Exercise instructions: Keep the pictures out, please, and set down every record exactly.

Provided data:
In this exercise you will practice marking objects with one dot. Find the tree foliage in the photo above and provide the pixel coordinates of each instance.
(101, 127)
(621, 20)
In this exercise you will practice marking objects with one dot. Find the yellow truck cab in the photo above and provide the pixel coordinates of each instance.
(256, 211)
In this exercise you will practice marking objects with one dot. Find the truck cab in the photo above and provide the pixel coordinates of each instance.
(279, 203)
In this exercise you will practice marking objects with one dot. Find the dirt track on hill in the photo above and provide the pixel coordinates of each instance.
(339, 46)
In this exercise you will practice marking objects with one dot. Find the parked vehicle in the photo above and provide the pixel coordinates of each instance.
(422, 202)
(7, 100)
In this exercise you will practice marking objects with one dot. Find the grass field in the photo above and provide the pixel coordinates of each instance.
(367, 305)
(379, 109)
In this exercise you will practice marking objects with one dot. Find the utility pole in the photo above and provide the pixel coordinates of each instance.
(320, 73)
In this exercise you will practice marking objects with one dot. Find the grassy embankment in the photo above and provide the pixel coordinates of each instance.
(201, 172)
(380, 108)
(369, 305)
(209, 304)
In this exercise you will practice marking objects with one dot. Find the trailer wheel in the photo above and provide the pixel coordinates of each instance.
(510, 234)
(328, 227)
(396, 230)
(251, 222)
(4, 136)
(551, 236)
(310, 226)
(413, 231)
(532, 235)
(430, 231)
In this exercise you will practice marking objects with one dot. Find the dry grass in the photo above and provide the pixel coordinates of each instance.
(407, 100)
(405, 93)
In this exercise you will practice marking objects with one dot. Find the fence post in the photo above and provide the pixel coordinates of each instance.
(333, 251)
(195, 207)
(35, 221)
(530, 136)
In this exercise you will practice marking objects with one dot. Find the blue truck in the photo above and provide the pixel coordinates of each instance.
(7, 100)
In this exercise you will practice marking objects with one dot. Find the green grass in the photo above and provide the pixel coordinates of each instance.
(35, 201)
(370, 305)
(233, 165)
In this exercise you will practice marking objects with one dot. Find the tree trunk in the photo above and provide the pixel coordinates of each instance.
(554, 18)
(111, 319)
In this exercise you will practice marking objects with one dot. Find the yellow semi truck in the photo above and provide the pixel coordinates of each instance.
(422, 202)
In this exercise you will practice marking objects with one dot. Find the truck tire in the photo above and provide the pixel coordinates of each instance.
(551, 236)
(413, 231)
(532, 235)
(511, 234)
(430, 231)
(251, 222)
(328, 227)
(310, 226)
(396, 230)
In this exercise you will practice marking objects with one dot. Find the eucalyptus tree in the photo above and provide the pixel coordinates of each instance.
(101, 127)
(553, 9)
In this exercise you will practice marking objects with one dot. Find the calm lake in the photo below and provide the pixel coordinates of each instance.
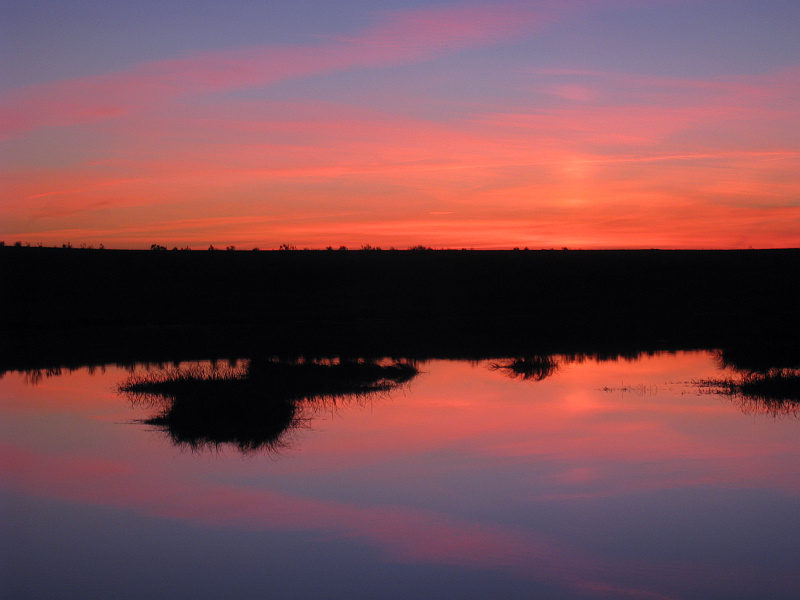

Response:
In this exercise you will practice marking objects with one dot. Find the tree foliage in the photo above and provide the pixel coordinates of each instance.
(101, 127)
(621, 20)
In this exercise you will practice marking objects with one dot. Find the yellow truck cab in the photo above and provide the pixel coordinates of each instance.
(256, 211)
In this exercise you will practice marking objects with one dot. Find the truck cab in the photo above and provide the pixel coordinates of each instance.
(279, 203)
In this exercise you will practice marking objects with one dot. Find the dirt track on hill in the photo above and provide the pixel coordinates of each instance.
(339, 46)
In this exercise you will practice marking objects with one dot. Find the parked vehicle in the photo above and provide the pixel coordinates of each instance.
(422, 202)
(7, 100)
In this exercise you will practice marking objects with one dot. Find the grass field in the photo above and provide the pixel coordinates of each instance.
(367, 305)
(379, 109)
In this exercise you will practice marking objects with one dot. Find the utility pole in the photo above and provide the pixel coordinates of each instance.
(320, 73)
In this exercise you will practice marking objects with one dot. Find the grassy embankment in the photo above and provide the pixel coordinates of each instance.
(201, 172)
(380, 108)
(369, 305)
(209, 304)
In this exercise you will practice marking objects with one dot. Find the trailer wheel in the photo above and provide the pixel coordinates of each instance.
(510, 234)
(328, 227)
(396, 230)
(251, 222)
(4, 136)
(551, 236)
(310, 226)
(413, 231)
(532, 235)
(430, 231)
In this exercise you will practice marking objects with one dot. Find the dry grass in the photo above and provide the pixel coordinates of each instance.
(407, 100)
(405, 93)
In this exercise you will practice marking objects with one dot. Find the fence post in the photo above and provide the pixel coordinates of each instance.
(333, 251)
(195, 207)
(35, 221)
(530, 136)
In this exercise you will practice marking objects with one dot. Find the blue truck in the photo above and provide the pixel coordinates of each instance.
(7, 100)
In this exercise you will practice marking objects with one dot. Find the green grass in the photo above and provide the pixel coordinates of each instance.
(35, 201)
(370, 305)
(233, 165)
In this exercise you will practice marking objects with one dot. Find the tree trunk in the photo above and provide the pixel coordinates of each instance.
(554, 18)
(111, 319)
In this exercise you will practice marking objects with one dot. Find the yellow semi truck in the photo above and provide the pixel coordinates of each instance.
(422, 202)
In this exercise you will practice marking objects with one dot. Find the truck tire in the photo above and provide the pixel coordinates of each instance.
(551, 236)
(413, 231)
(532, 235)
(511, 234)
(430, 231)
(251, 222)
(328, 227)
(310, 226)
(396, 230)
In this exercise you will practice marking objects with one dot. Find the eucalyptus tree in the photo above and provide the pixel coordinates of each instance.
(101, 127)
(553, 9)
In this exercise you will practice marking objects with one dot. Find the calm lake in the photo below and provide the pixel coordinates of each instance.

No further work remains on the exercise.